(Named object pointing entries)
===============
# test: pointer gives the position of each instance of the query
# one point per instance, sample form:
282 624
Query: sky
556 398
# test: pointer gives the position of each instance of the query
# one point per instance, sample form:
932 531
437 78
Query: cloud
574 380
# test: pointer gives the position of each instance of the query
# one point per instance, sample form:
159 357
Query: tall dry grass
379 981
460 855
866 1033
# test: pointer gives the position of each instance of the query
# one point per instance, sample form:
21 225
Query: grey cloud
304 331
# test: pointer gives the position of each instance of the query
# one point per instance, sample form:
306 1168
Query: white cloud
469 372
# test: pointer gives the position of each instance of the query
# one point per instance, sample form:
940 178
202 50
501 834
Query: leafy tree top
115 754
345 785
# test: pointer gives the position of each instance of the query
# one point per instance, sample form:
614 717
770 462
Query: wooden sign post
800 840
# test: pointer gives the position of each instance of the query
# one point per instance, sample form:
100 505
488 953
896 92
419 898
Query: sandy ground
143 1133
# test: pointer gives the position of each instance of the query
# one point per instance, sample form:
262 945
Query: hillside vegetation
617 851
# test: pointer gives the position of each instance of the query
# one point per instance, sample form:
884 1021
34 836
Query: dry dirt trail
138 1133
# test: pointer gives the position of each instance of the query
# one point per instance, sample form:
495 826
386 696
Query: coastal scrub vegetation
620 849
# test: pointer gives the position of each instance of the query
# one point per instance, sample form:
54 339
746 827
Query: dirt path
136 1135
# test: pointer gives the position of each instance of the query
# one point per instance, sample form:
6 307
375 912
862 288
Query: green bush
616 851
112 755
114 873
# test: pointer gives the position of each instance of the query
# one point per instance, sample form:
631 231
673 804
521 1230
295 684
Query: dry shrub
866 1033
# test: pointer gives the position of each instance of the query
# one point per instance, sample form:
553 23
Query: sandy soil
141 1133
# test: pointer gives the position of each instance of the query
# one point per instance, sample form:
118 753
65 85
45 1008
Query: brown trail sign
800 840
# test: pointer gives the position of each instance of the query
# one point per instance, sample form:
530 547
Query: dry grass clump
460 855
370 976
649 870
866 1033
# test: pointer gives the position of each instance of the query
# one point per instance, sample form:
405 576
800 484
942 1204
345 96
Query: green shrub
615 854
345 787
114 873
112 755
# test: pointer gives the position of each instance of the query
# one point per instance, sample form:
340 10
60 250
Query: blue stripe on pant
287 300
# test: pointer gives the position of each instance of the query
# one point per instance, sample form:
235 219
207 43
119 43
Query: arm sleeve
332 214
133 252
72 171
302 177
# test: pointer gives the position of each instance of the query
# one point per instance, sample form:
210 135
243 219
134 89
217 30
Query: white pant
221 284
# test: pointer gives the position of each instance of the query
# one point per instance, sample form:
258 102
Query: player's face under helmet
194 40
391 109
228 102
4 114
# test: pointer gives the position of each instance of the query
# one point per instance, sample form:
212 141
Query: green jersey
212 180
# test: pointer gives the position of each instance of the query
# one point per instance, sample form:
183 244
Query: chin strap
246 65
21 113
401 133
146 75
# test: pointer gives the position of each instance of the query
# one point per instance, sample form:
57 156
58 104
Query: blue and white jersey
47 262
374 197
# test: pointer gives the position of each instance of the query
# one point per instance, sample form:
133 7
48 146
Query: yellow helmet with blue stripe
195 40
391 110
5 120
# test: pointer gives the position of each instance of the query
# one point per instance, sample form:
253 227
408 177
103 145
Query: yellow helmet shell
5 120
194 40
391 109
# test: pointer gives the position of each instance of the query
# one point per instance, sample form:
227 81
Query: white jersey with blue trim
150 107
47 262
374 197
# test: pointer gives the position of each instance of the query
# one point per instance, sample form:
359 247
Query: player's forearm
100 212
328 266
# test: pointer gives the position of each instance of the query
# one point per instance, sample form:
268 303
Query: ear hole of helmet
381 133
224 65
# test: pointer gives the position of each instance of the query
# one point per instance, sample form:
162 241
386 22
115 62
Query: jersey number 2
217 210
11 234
===============
→ What you are asked to do
Write the material out again word for word.

→ Written answer
# test: pointer gives the position of each instance of the query
# one point per instance, sample form:
282 624
Query: sky
556 398
# test: pointer gives the position of each instance of the query
# one point per instance, sample form:
932 531
437 78
Query: cloud
574 380
# test: pointer gives the position of each instance of the query
# one point per instance, sample form:
159 357
Query: tall dry grass
379 981
460 855
866 1033
# test: pointer gives the position of each instance of the query
# one point per instance, sample form:
21 225
Query: grey cloud
304 331
# test: pointer gives the position of each instance of the query
# one point per instance, sample form:
306 1168
Query: white cloud
469 372
# test: pointer gives the position of each instance of the query
# one point per instance, sample form:
940 178
202 50
501 834
Query: leafy tree top
115 754
345 785
# test: pointer gives the position of each instance of the query
# one point per instance, sample form:
614 717
770 462
Query: wooden sign post
800 840
# test: pointer gives the position of each instance of the query
# one point per instance, sample form:
100 505
488 953
896 92
419 898
Query: sandy ground
143 1133
# test: pointer gives the position of each instance of the query
# one point per instance, sample form:
262 945
Query: hillside vegetation
617 851
# test: pointer gives the position of each instance of the query
# one point per instance, sample form:
884 1021
34 836
Query: dry dirt trail
138 1133
# test: pointer gives the position of each instance of the query
# one point per instance, sample form:
495 826
386 696
Query: coastal scrub vegetation
620 849
# test: pointer gives the position of each instance of the query
# one point per instance, sample form:
54 339
746 827
Query: dirt path
136 1135
# test: pointer gives the position of each instance of the query
# one point per instance, sample form:
6 307
375 912
862 288
Query: green bush
616 851
112 755
114 873
# test: pointer gives the position of each instance of the query
# one point per instance, sample form:
631 231
673 804
521 1230
295 684
Query: dry shrub
866 1033
# test: pointer gives the position of each instance of the query
# one point per instance, sample form:
553 23
Query: sandy soil
141 1133
# test: pointer gives the position of each instance of the query
# one point per instance, sample form:
118 753
65 85
45 1008
Query: brown trail sign
800 840
# test: pointer gives the position of each instance of the query
# one point per instance, sample form:
530 547
Query: dry grass clump
460 855
370 976
649 870
866 1033
# test: pointer gives the position of each instance of the query
# one point per instance, sample form:
405 576
800 484
942 1204
345 96
Query: green shrub
615 854
345 787
114 873
112 755
# test: pointer gives the position of each instance of the query
# one point per instance, sample form:
340 10
60 250
Query: blue stripe on pant
287 300
# test: pointer gives the position of each instance of the query
# one point per instance, sample form:
235 219
207 43
119 43
Query: arm sleeve
332 214
133 252
72 171
302 177
# test: pointer gives the position of each instance of the query
# one point per instance, sample form:
210 135
243 219
134 89
217 30
Query: white pant
221 284
# test: pointer gives the position of each instance of the query
# one point per instance, sample form:
258 102
Query: player's face under helmet
194 40
391 109
228 102
4 114
# test: pointer gives the position of each instance of the query
# one point per instance, sample form:
212 141
Query: green jersey
212 180
# test: pointer gives the position of each instance of the query
# one point per instance, sample form:
183 244
Query: chin strap
246 65
21 113
401 133
146 75
# test: pointer gives the position of each instance of the query
# one point per instance, sample form:
57 156
58 104
Query: blue and white jersey
47 262
374 197
# test: pointer gives the position of each instance of the query
# one point per instance, sample form:
133 7
48 146
Query: yellow helmet with blue stripe
195 40
391 110
5 120
# test: pointer gives the position of each instance of the query
# one point per instance, sample form:
253 227
408 177
103 145
Query: yellow helmet shell
5 120
194 40
391 109
# test: pointer gives the position of each instance of the query
# one point per instance, sample form:
227 81
Query: white jersey with blue trim
150 107
47 262
374 197
# test: pointer gives the position of each instance of the query
# one point per instance, sample form:
359 247
Query: player's forearm
100 212
328 266
# test: pointer gives the position of each instance of the query
# one point per instance, sample form:
268 303
Query: ear hole of helmet
381 133
224 65
# test: pointer gives the position of each instance of the query
# one point per instance, sample form:
162 241
386 22
115 62
Query: jersey number 2
217 210
11 234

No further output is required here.